Excerpt provided:
########

Aaron Neville, Marcus King Band Headline Michael Arnone’s 30th Annual Crawfish Fest


A New Jersey tradition will be marking its milestone 30th anniversary celebrating two of New Orleans’ greatest traditions – music and food – with Big Easy backyard authenticity, when the likes of Aaron Neville, the Marcus King Band and over 20 other great Crescent City acts go “head to tail” with 10,000 pounds of specially imported crawfish and more at MICHAEL ARNONE’S 30TH ANNUAL CRAWFISH FEST, May 31-June 2 here at the Sussex County Fairgrounds.

Tickets are on sale NOW for the three-day festival, which annually draws close to 20,000 people for a unique weekend experience featuring the best music and food that New Orleans and all of Louisiana has to offer. The music spans Bayou-based Cajun, Zydeco, Delta Blues, New Orleans R&B, Brass, Gospel and Jazz across three stages, while the food highlights assorted other south Louisiana delicacies such as fresh Boiled Louisiana Crawfish trucked in alive, with Jambalaya, Crawfish Etouffee, Alligator Sausage, Po-boys (oyster, shrimp and catfish), Char Grilled Oysters, Southern Fried Chicken, along with the Louisiana chefs who prepare it all.

Also scheduled to appear are Neville Jacobs, Rebirth Brass Band, Terrance Simien and the Zydeco Experience, Cowboy Mouth, Dirty Dozen Brass Band, Walter “Wolfman” Washington and the Roadmasters, Geno Delafose & French Rockin’ Boogie, Bishop Gunn, Cory Henry and the Treme Funktet, John Papa Gros Band, Jonathon Long, Flow Tribe, Johnny Sketch and the Dirty Notes, Nathan and the Zydeco Cha-Chas, Darcy Malone and the Tangle, Amanda Fish, The Iceman Special, Jesse Lege and Bayou Brew, Tony Smith and the You Know How We Do Crew, and Big Mamou.

Festival goers can purchase 2019 Crawfish Fest Single Day, 2 Day Combo, Group, onsite 4 day/3 nights Camping/ Admission, and King Crawfish Krewe Tickets (main stage pit passes). Advance tickets start at $35 for adults (free for children under 14 with parent), and are available through the official website, www.crawfishfest.com.

“The great thing about this festival is its incredible authenticity,” says festival creator-producer and Louisiana import Michael Arnone. “It’s so real that for everybody who’s moved up North from Louisiana, everyone who’s homesick, this is like going home for a few days. The Louisiana atmosphere, the crawfish, the jambalaya, it’s all there. I tell people the music brings them, but the food keeps them.”

########

Exercise 1:
Report every line of the rows below that contains the string "blurred", copying each line in full.

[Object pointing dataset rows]
########

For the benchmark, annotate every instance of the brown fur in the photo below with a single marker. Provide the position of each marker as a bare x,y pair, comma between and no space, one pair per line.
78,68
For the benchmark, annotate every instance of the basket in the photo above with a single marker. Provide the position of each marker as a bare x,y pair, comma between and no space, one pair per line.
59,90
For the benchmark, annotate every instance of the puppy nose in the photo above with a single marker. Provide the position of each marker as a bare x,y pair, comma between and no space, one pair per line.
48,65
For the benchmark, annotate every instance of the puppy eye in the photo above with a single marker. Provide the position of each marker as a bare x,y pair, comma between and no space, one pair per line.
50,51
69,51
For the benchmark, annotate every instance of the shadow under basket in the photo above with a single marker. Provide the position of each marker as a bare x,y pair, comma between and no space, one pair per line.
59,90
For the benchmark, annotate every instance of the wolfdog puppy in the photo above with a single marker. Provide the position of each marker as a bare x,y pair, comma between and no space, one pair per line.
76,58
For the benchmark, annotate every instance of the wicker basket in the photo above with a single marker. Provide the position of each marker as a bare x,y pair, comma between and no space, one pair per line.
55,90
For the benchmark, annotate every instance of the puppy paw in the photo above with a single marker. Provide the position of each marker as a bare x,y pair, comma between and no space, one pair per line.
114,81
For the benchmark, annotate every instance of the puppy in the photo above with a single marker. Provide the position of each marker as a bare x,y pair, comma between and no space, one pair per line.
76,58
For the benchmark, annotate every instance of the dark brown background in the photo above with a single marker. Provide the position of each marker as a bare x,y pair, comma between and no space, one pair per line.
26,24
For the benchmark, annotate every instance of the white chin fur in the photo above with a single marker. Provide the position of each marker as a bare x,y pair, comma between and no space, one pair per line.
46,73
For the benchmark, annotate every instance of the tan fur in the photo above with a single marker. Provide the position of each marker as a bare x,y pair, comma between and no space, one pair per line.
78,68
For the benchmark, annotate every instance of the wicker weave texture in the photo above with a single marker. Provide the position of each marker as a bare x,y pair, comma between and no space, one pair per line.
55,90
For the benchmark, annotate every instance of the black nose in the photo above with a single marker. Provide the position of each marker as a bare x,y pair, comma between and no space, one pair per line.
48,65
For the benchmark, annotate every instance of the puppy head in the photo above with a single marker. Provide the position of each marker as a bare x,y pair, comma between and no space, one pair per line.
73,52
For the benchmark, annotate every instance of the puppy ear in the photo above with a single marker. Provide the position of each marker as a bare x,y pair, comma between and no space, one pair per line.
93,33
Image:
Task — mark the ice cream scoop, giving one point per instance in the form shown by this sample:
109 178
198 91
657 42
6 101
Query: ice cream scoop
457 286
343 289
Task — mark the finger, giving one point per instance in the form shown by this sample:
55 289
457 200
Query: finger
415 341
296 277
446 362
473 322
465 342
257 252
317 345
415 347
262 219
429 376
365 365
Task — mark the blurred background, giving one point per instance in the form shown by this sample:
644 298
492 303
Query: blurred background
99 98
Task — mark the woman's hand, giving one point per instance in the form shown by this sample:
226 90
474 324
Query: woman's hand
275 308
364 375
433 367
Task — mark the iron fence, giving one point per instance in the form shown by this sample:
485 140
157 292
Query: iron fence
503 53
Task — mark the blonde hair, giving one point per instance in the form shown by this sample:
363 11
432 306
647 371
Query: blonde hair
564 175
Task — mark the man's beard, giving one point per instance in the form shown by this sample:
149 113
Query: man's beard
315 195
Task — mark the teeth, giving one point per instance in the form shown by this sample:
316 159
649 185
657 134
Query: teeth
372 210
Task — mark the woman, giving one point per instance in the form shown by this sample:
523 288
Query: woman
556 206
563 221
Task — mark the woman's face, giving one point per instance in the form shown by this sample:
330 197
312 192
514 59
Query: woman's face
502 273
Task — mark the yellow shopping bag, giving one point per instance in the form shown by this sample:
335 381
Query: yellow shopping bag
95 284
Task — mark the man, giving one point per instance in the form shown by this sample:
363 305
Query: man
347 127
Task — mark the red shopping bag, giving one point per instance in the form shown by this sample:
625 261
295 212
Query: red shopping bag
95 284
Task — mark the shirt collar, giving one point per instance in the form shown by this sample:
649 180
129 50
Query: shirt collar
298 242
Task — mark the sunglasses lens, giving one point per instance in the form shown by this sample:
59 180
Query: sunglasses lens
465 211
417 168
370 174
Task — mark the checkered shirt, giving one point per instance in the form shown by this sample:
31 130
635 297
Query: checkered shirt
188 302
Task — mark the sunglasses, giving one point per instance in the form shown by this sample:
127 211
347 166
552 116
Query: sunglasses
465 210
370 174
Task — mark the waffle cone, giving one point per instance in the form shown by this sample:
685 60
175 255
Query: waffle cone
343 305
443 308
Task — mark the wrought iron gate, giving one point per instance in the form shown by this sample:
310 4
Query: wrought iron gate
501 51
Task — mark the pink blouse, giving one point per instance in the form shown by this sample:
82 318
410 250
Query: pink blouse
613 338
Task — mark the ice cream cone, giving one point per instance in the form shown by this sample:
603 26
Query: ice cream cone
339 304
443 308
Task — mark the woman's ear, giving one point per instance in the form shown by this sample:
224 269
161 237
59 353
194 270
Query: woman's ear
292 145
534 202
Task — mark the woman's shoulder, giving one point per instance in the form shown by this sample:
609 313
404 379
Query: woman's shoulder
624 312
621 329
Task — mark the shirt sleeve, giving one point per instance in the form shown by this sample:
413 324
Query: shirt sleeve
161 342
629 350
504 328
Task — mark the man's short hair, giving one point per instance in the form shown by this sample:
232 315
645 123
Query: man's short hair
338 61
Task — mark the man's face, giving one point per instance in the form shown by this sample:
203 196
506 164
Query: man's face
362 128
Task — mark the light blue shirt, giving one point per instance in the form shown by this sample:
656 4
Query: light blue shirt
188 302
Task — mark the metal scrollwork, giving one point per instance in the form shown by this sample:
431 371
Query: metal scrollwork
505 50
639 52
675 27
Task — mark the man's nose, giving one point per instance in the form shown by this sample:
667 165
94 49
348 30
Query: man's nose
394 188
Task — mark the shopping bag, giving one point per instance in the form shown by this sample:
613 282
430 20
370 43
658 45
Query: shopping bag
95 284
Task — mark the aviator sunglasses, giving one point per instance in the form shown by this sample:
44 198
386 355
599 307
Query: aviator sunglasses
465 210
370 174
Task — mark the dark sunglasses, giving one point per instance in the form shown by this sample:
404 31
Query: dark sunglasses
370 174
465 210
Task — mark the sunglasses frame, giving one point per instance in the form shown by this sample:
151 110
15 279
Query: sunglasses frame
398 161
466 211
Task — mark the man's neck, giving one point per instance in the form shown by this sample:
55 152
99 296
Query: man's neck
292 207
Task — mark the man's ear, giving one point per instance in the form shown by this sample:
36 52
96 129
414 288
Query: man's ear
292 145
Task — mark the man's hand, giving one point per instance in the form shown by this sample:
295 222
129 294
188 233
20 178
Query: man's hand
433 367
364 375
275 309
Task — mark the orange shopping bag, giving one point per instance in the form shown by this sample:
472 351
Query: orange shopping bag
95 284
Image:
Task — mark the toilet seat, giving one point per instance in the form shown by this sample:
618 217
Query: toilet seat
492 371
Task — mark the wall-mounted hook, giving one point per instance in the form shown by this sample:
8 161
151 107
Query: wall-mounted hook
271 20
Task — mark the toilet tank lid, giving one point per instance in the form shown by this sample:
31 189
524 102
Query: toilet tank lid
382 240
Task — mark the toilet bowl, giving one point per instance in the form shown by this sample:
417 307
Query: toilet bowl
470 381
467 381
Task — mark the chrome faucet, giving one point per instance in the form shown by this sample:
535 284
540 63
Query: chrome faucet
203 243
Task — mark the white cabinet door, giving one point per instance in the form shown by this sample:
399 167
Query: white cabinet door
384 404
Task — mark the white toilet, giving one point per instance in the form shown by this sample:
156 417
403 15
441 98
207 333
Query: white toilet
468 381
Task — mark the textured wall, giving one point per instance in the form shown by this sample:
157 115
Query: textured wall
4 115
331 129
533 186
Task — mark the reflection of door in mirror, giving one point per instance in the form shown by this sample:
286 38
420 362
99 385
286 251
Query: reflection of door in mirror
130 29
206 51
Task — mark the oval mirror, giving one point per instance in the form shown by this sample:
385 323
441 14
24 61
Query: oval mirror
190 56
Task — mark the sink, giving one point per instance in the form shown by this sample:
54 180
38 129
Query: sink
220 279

########

Exercise 2:
Extend the Crawfish Fest announcement, starting right after its final sentence.

Written answer 1:
Task — mark the blurred background, giving one point per instance in the form shown by this sample:
Query: blurred background

Written answer 2:
It will take three stages to keep all the music flowing throughout the weekend: The Main Stage, the Bulleit Bourbon Pavilion Stage (covered), and a 12,000 square foot Dance Hall with a 2,000 square foot wooden dance floor. New Orleans legend Aaron Neville is actually making his second appearance at the Crawfish Festival. His first was in 2012. Arnone surprised himself when he was able to book Neville the first time. The promoter-in-chief is blown away that he’s had the good fortune to bring him back. With Neville in the fold again, the CRAWFISH FEST now has hosted ALL of the Neville Brothers – Aaron, Charles, Cyril, and Art – in various incarnations, as solo artists or with other bands. This year’s event also will feature Aaron’s son, Ivan Neville, as a member of the Neville Jacobs super group. Making things special for the 30th anniversary is adding co-headliner Marcus King Band, the buzzing South Carolina six-piece led by 22-year-old guitar prodigy King, whose soulful and honest playing and writing has earned him stage time with Derek Trucks, Warren Haynes, and other guitar greats. Also of note for this milestone gathering is an all-meat-no-potatoes double blast of brass from Rebirth Brass Band and the Dirty Dozen Brass Band – the first time the fest has hosted two major brass bands in the same year.


Let’s start with the festival’s crustacean headliner — crawfish. Five tons of it is being imported from the Atchafalaya Spillway, the largest wetland and swamp in the U.S., in south central Louisiana, where the Atchafalaya River and the Gulf of Mexico converge. Adding to that are 3,000 Louisiana gulf shrimp and Louisiana oysters and catfish, direct from the Delta, for po boys prepared on 3,000 fresh loaves of French Bread imported from New Orleans’ century-old Leidenheimer Baking Company. Five 60-quart cast iron pots will be cooking with jambalaya. Expect between 12 and 15 different food items on the Menu.

Most of the cooking, across four food courts, is being done by people personally trained in Louisiana by Arnone himself, who learned from his father. The two primary jambalaya chefs were his father’s apprentices for 10 years.

“I cook but I’m no chef,” says the Baton Rouge native. “I learned growing up, cooking with my family. We boiled crawfish out in our yard. My daddy used to cook the Jambalaya, but we retired him. It just got to be too much. He will be there watching over his guys. We all cooked outside. It’s a Louisiana thing. The men cook outside, whether it’s grilling steak or boiling seafood, or cooking jambalaya – all of this is really gathering type foods. Whether it’s for family or friends. If you live in New Orleans and you’re having a big party, what do you do? You cook a big pot of jambalaya. It’s economical.”


An electrician by trade, Arnone first landed in New Jersey when the oil bust of the 1980s dried up those jobs where he lived. He found work as an electrician in the Garden State, but missed the tastes and sounds from back home, so he decided to import them. In 1989, he rented a small pavilion at Suntan Lake in Butler, NJ, hired a Cajun band from Connecticut and a country-western band, flew in 300 pounds of crawfish, had a single pot of jambalaya cooking, and printed up 1,500 tickets.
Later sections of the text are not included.